**ФРАГМЕНТ ТЕКСТА:**
Крымская война - Евгений Тарле
Шрифт:
Интервал:
По подсчетам Фесуна (в его критическом разборе статьи Айи, фамилию которого он пишет «Гайльи», помещенной в № 1 «Морского сборника» за 1860 г.), с русской стороны в обороне участвовало 57 орудий и гарнизон из 921 человека.
Полемизируя с Фесуном, Арбузов настаивает, что в гарнизоне было 400, а не 300 солдат.
Капитан Арбузов полагает, что неприятель был введен в заблуждение китоловами, которых встретил на Сандвичевых островах; эти китоловы, зимовавшие в Петропавловске, когда весь гарнизон состоял всего из 250 человек, и сообщили эту цифру адмиралу Прайсу, который, подходя к Камчатке, не знал, что встретит там отпор со стороны гарнизона, очень усиленного, да еще от экипажей «Авроры» и «Двины»[866]. Адмирал Депуант впоследствии утверждал, что он предвидел полнейшую неудачу высадки и боя на берегу 24 августа, но — согласился. Здесь он и погиб. Участник событий, оставивший, как сказано, наиболее полную картину их, мичман (впоследствии лейтенант) Фесун справедливо пишет о Депуанте: «Тут опять в полном свете является слабость характера французского главнокомандующего. Прослужив десятки лет на море, обладая несомненной опытностью в морском деле и будучи вполне убежденным в неблагоразумии атаки, основанной на показаниях двух неизвестных бродяг, адмирал в военном совете ясно излагает все это, пересчитывает все неудобства десанта и потом, когда, наконец, ему приходится сказать свое последнее слово, он вдруг увлекается большинством, дает согласие на нападение, в неудаче которого не сомневается, и таким образом принимает на себя тяжелую ответственность! Весь неуспех дела 24 августа приписывается ему как главному начальнику, обвинения и упреки сыплются на него градом, впереди, по возвращении в отечество, перед ним является мрачная перспектива военного суда, общественное мнение и там клеймит позором его имя, и конечно бедный старик, уже ослабевший в борьбе с многочисленными препятствиями, не выдерживает новых и жестоких ударов, через несколько месяцев… он оканчивает жизнь — не самоубийством, как его товарищ Прайс, нет, он умирает ужасной и медленной смертью от истощения физических и душевных сил, умирает, прислушиваясь к ропоту ближайших подчиненных, не видя перед собой ничего лучшего, и уже на пути к Франции, к той Франции, которой он служил десятки лет, и до похода на Камчатку вполне безукоризненно… Нельзя не согласиться, что странное стечение обстоятельств преследовало все действия союзников на Восточном океане. Один адмирал застреливается… другой умирает, подавленный упреками собственной совести и не вынеся мысли о последствиях своих ошибок»[867].

**ВЫПОЛНИТЕ ЗАДАНИЯ:**
[1] Ответьте на вопросы по фрагменту о Крымской войне.
(a) Где неприятель встретил китоловов, по мнению капитана Арбузова?
(b) Сколько орудий участвовало в обороне с русской стороны по подсчетам Фесуна?
(c) Как, по словам Фесуна, окончил жизнь адмирал Прайс?
[2] Продолжите текст о Крымской войне, начав сразу после его последнего предложения.

**ПОКАЗАННЫЕ ЗАПИСИ:**

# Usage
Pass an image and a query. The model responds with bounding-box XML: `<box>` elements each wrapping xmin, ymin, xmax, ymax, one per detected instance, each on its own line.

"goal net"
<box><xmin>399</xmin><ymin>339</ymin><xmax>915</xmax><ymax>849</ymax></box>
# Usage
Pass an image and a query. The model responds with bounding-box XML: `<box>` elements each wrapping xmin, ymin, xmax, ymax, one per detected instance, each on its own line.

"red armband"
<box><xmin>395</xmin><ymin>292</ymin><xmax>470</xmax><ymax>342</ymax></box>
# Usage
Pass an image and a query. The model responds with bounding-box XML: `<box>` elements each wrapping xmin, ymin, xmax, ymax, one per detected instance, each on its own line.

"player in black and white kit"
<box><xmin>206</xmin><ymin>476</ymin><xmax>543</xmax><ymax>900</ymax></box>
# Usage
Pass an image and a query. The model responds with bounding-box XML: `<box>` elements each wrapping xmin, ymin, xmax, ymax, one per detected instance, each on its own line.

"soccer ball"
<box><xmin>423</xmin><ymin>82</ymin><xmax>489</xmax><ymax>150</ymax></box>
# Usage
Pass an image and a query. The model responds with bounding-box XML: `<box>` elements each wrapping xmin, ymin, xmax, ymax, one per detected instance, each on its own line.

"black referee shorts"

**ОТВЕТЫ К ЗАДАНИЯМ:**
[1]
(a) На Сандвичевых островах.
(b) 57 орудий.
(c) Самоубийством: он застрелился.

[2]
Больше в эту войну Петропавловску-на-Камчатке не суждено было играть какой бы то ни было военной роли.
Решено было не ждать появления в предстоящем 1855 г. неприятельской эскадры и эвакуировать население в глубь страны, а также разоружить батареи на берегу.
«В начале марта (1855 г. — Е.Т.) прибыли две почты, и с ними мы получили русские и иностранные газеты, из которых увидели, что отбитое нападение англо-французов на Петропавловский порт общественное мнение Англии и Франции расценивало как оскорбление и требовало, чтобы обе эти державы приняли энергичные меры для уничтожения Петропавловска, а главное, наших судов, находящихся в Восточном океане», — читаем в посмертных записках адмирала Невельского[868].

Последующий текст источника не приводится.